Extend the text on metal foreign object detection, picking up right after Equation (10).

* Source text
-----

The working frequency of the detection system is set as f₀, and the input impedance of the main circuit module in the presence of a metal foreign object can be expressed as:

$$Z_{in}=R_{test}-j{\omega }_0{L}_1(1+\frac{L_1}{\Delta L_1})$$

(7)

The effective values of the voltage at both ends of the test resistance R_test can be expressed as:

$$U_{AB}=\frac{U}{\left|Z_{in}\right|}=\frac{U}{\sqrt{R_{test}^2+{\omega }_0^2{L}_1^2{(1+\frac{L_1}{\Delta L})}^2}}$$

(8)

While amplifying U_AB, it is necessary to ensure that the amplitude of the output voltage is less than the supply voltage of the op-amp, so that it can work in a linear workspace. The voltage output by the sampling module is sent to the AD sampling port through the peak detection module, which can be written as:

$$U_{test}=\sqrt{2}{U}_o\cdot =\frac{R_2{R}_7}{R_1(R_6+R_7)}\cdot \frac{\sqrt{2}U}{\sqrt{R_{test}^2+{\omega }_0^2{L}_1^2{(1+\frac{L_1}{\Delta L})}^2}}$$

(9)

According to Equation (9), when the parameters are determined, the variation of the inductance parameters of the detection coil increases, the module of the input impedance decreases, and the detection voltage U_test increases accordingly. Actually, outside interference and fluctuations in the WPT system can also cause U_test to fluctuate slightly, which can lead to misjudgements in the MOD system. Therefore, it is necessary to set threshold voltage (U_thre) to improve the anti-jamming ability of the system. The value of U_thre needs to take into account the external disturbance and the sensitivity of the detection coil. When U_test > U_thre, it can be determined that there is a metal foreign object on the detection coil, the formula can be written as:

$$\frac{\sqrt{{\left[\frac{R_2{R}_7}{R_1(R_6+R_7)}\cdot \frac{\sqrt{2}U}{U_{thre}}\right]}^2-R_{test}^2}}{{\omega }_0^2{L}_1^2}-1>\frac{L_1}{\Delta L}$$

(10)

-----

* Dataset excerpts

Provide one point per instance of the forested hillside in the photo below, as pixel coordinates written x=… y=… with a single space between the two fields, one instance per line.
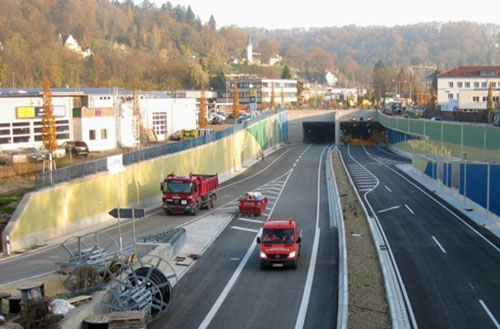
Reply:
x=168 y=47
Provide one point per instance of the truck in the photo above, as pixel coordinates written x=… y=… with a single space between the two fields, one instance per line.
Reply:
x=279 y=243
x=188 y=194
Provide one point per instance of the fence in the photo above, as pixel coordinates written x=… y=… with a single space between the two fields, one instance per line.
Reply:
x=478 y=182
x=67 y=174
x=477 y=142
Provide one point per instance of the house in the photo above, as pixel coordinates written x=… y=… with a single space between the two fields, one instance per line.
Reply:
x=465 y=88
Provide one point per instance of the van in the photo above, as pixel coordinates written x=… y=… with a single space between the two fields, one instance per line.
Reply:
x=279 y=243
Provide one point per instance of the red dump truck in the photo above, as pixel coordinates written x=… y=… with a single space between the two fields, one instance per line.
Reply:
x=188 y=194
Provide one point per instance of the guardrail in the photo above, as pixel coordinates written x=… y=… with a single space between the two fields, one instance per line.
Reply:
x=51 y=178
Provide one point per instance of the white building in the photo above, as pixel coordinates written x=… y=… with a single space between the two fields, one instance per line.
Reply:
x=255 y=91
x=465 y=88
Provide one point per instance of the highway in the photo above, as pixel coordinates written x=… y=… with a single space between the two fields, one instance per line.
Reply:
x=227 y=289
x=448 y=265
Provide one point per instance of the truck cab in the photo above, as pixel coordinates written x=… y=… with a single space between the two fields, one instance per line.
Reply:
x=279 y=243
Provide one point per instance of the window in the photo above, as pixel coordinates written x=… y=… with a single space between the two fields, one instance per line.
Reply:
x=159 y=123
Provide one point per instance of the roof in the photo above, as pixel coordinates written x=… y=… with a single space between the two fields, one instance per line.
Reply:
x=280 y=223
x=471 y=72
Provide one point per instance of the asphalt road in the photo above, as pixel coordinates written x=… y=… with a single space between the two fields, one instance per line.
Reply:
x=449 y=266
x=227 y=289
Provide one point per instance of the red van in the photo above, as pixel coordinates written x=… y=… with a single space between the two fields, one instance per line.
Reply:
x=279 y=243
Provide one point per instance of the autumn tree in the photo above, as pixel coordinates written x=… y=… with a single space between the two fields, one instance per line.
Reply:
x=202 y=114
x=49 y=136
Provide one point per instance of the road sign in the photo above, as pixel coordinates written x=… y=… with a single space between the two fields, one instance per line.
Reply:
x=127 y=213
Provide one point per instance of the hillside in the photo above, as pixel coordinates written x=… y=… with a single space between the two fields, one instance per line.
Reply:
x=169 y=48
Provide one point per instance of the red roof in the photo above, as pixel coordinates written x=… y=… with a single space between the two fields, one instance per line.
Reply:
x=471 y=72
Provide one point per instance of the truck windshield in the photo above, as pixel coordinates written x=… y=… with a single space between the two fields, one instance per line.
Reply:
x=179 y=187
x=277 y=236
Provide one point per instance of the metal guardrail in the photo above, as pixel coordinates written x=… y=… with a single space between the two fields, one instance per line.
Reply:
x=67 y=174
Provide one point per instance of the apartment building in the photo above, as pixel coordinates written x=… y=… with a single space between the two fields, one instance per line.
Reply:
x=465 y=88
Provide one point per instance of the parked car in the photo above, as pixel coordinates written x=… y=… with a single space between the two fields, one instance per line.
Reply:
x=76 y=148
x=33 y=154
x=243 y=117
x=58 y=153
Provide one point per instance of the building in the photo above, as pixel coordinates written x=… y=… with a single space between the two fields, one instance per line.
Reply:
x=103 y=118
x=465 y=88
x=254 y=92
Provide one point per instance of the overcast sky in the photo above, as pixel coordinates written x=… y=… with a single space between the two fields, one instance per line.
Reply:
x=286 y=14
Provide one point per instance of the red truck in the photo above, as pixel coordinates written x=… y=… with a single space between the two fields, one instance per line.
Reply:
x=279 y=243
x=188 y=194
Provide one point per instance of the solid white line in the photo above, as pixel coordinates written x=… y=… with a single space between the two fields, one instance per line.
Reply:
x=384 y=210
x=492 y=318
x=409 y=209
x=244 y=229
x=439 y=244
x=251 y=220
x=301 y=317
x=215 y=308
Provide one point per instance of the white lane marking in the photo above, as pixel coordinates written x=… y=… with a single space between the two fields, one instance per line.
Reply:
x=244 y=229
x=439 y=244
x=304 y=304
x=225 y=292
x=251 y=220
x=487 y=310
x=391 y=208
x=409 y=209
x=438 y=202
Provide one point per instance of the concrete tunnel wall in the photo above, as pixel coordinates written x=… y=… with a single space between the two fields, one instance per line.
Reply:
x=81 y=206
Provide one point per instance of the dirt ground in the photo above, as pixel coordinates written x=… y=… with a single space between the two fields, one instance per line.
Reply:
x=367 y=302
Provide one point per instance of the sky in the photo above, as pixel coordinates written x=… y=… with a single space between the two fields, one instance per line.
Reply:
x=287 y=14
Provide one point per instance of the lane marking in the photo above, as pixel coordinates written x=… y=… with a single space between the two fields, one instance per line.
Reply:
x=409 y=209
x=487 y=310
x=244 y=229
x=304 y=304
x=391 y=208
x=439 y=244
x=251 y=220
x=225 y=292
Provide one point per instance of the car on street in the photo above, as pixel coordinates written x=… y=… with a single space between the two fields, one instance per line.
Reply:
x=76 y=148
x=279 y=243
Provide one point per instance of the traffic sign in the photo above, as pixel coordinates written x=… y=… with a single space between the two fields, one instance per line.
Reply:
x=127 y=213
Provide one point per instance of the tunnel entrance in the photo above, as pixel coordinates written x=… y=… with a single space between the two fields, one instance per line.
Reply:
x=352 y=131
x=318 y=132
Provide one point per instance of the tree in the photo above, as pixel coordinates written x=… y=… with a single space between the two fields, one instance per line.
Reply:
x=211 y=23
x=49 y=136
x=273 y=96
x=286 y=74
x=236 y=101
x=490 y=105
x=202 y=114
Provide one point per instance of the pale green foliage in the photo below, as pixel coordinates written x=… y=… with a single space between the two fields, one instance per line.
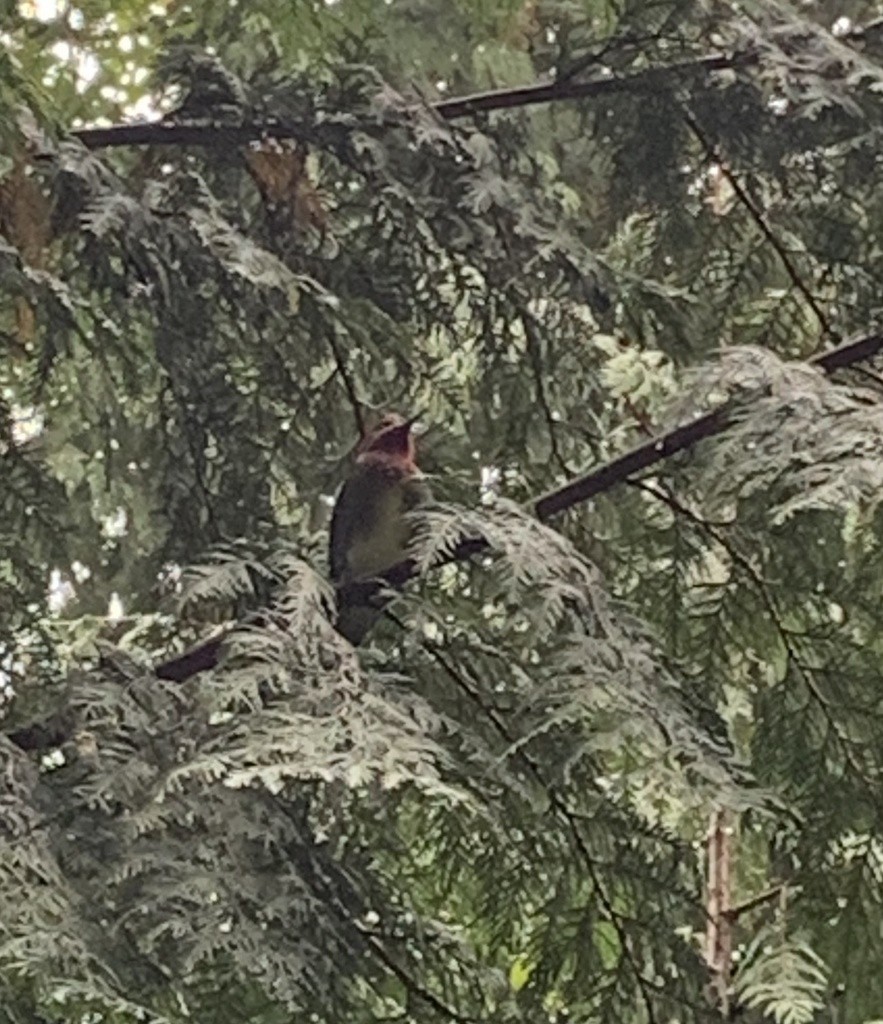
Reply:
x=496 y=809
x=783 y=977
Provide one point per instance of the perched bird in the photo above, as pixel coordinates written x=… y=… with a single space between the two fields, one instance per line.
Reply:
x=370 y=531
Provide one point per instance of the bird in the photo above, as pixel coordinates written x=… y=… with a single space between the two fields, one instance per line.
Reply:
x=370 y=527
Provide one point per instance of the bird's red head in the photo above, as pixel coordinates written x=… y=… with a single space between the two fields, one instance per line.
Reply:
x=389 y=442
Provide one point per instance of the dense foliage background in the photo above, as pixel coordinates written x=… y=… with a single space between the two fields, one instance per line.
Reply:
x=627 y=765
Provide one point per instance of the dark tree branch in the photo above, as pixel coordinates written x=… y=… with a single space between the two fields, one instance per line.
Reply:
x=581 y=489
x=763 y=225
x=215 y=135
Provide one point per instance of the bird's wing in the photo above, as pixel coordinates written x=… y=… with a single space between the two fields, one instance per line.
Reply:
x=343 y=519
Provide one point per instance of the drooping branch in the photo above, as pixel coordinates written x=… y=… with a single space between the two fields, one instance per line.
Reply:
x=206 y=654
x=215 y=135
x=553 y=503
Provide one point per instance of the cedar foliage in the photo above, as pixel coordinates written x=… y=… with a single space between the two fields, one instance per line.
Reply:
x=496 y=810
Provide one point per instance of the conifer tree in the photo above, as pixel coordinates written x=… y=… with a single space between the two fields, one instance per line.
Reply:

-----

* Exercise output
Only the detection coil where the metal object is located receives the most interference and the U_test value is the largest, so the location of the metal object can be detected. The above theoretical analysis is used to identify the location of a metal foreign object, and then the type of metal is determined by means of frequency sweep. When a metal foreign object is present in the detection coil, in order to make the detection system resonate, the frequency of the power supply shall be written as:

$${\omega }_1=2\pi f_1=\frac{1}{\sqrt{L_1^{\prime }{C}_1}}=\frac{1}{\sqrt{(L_1+\Delta L)C_1}}$$

(11)

Thus, the resonant frequency offset after the presence of a metal foreign object is:

$$\begin{array}{l}\Delta f=\frac{\left|{\omega }_1-{\omega }_0\right|}{2\pi }=\frac{1}{2\pi \sqrt{L_1{C}_1}}\left|\frac{1}{\sqrt{1+\frac{\Delta L_1}{L_1}}}-1\right|=f_0\cdot \left|\frac{1}{\sqrt{1+\frac{\Delta L_1}{L_1}}}-1\right|\\ =\{\begin{array}{l}{f}_0\left(\frac{1}{\sqrt{1+\frac{\Delta L_1}{L_1}}}-1\right)\hspace{1em}(\Delta L_1<0)\\ f_0\left(1-\frac{1}{\sqrt{1+\frac{\Delta L_1}{L_1}}}\right)\hspace{1em}(\Delta L_1>0)\end{array}\end{array}$$

(12)

According to (12), the change of self-induction of detection coil caused by different types of metal foreign objects can be converted into the change of resonant frequency, so the type of metal foreign object can be identified.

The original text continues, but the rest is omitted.